··· Tekst źródłowy ···

Ocena wątku:
  • 1 głosów - średnia: 3
  • 1
  • 2
  • 3
  • 4
  • 5
Jestem zabójcą
#1
Jestem sam. W ciemności. Leżę nie wiedząc ani kim, ani gdzie jestem. Obracam głową i wciągam w nozdrza zapach mokrych liści. Znów zerkam w górę. Ciemne niebo pokryte gęstymi chmurami, częściowo przesłonięte przez wysokie rozłożyste drzewa. Las.
Głowa mi pulsuje, przyćmiony umysł nie jest w stanie normalnie funkcjonować. Kim jestem? Wspomnienia są poza moim zasięgiem, niedostępne. Kim je…
Fala wspomnień zalewa mnie tak nagle, że nie jestem w stanie oddychać. Jakiś mężczyzna. Zagradza mi drogę, kiedy idę sćieżką w parku. Chce pieniędzy. Grozi mi wyciągając pistolet celując rozdygotanymi dłońmi w moją pierś i starając się zachować spokój i pewność siebie. Sięgam do tylnej kieszeni po nóż. Co ja właściwie wyprawiam? Wtedy o tym nie myślałem, nie liczyłem się z konsekwencjami czynów.. Byłem pijany wracając po imprezie u kolegi na zakończenie drugiej klasy liceum. Upojony alkoholem umysł jest praktycznie bezużyteczny. Ruszyłem w stronę napastnika, a on wyciągnął pistolet w moją krzycząc ,, Stój! Nie ruszaj się, bo zabiję!” A ja? Miałem to gdzieś. Rzuciłem się na niego. Obaj zwaliliśmy się na ziemię i zaczęliśmy szamotać. Wbiłem mu sprężynowca w brzuch. doskonale pamiętam gasnący w jego oczach błysk strachu i bólu. Zanim jednak skonał oddał strzał…
Starając się oddychać głęboko zerkam w dół mając niemal stuprocentową pewność, co zobaczę. Białe dresy lepią się do mojego prawego uda. Zdaję sobie sprawę skąd te mokre liście mimo suchej, gwieździstej nocy. Leżę w kałuży własnej krwi.
Dolna kończyna boli niemiłosiernie, jakby szarpało ją stado dzikich bestii, jednak nawet to nie przeszkadza mi dalej składać w głowie kolejnych fragmentów układanki, zadawać kolejnych pytań. Kim jestem?
Jestem zabójcą
Jestem Drake Mason.

··· Prezentowany materiał ···

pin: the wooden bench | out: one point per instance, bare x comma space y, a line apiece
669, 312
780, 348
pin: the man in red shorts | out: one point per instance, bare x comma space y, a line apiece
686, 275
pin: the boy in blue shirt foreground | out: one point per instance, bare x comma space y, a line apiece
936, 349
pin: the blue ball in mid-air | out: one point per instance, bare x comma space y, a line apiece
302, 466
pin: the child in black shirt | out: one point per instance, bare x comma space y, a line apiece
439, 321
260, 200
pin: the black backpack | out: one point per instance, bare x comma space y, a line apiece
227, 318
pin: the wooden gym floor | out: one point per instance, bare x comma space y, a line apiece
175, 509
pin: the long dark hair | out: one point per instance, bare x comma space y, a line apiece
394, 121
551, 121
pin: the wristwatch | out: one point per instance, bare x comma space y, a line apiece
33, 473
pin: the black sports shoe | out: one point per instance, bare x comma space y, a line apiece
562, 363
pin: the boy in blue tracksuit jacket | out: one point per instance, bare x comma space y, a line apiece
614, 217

···

Polecenia:
**1.** Odpowiedz na pytania do opowiadania:
(a) Jaki zapach czuje narrator, gdy obraca głową w lesie?
(b) Z jakiej imprezy wracał narrator, kiedy mężczyzna zagrodził mu drogę?
(c) Jakiego koloru są dresy, które lepią się do prawego uda narratora?
**2.** Skąd według opowiadania biorą się mokre liście, skoro noc jest sucha i gwieździsta?
**3.** Wymień wszystko, co narrator dostrzega, gdy w pierwszym akapicie opowiadania zerka w górę.
Wiersze stanowią odrębny materiał, niezwiązany z opowiadaniem.

Rozwiązania:
**1.**
(a) Zapach mokrych liści.
(b) Z imprezy u kolegi na zakończenie drugiej klasy liceum.
(c) Białe.

**2.** Narrator leży w kałuży własnej krwi i to ona moczy liście.

**3.** Ciemne niebo, gęste chmury, które je pokrywają, oraz wysokie, rozłożyste drzewa, które częściowo je przesłaniają.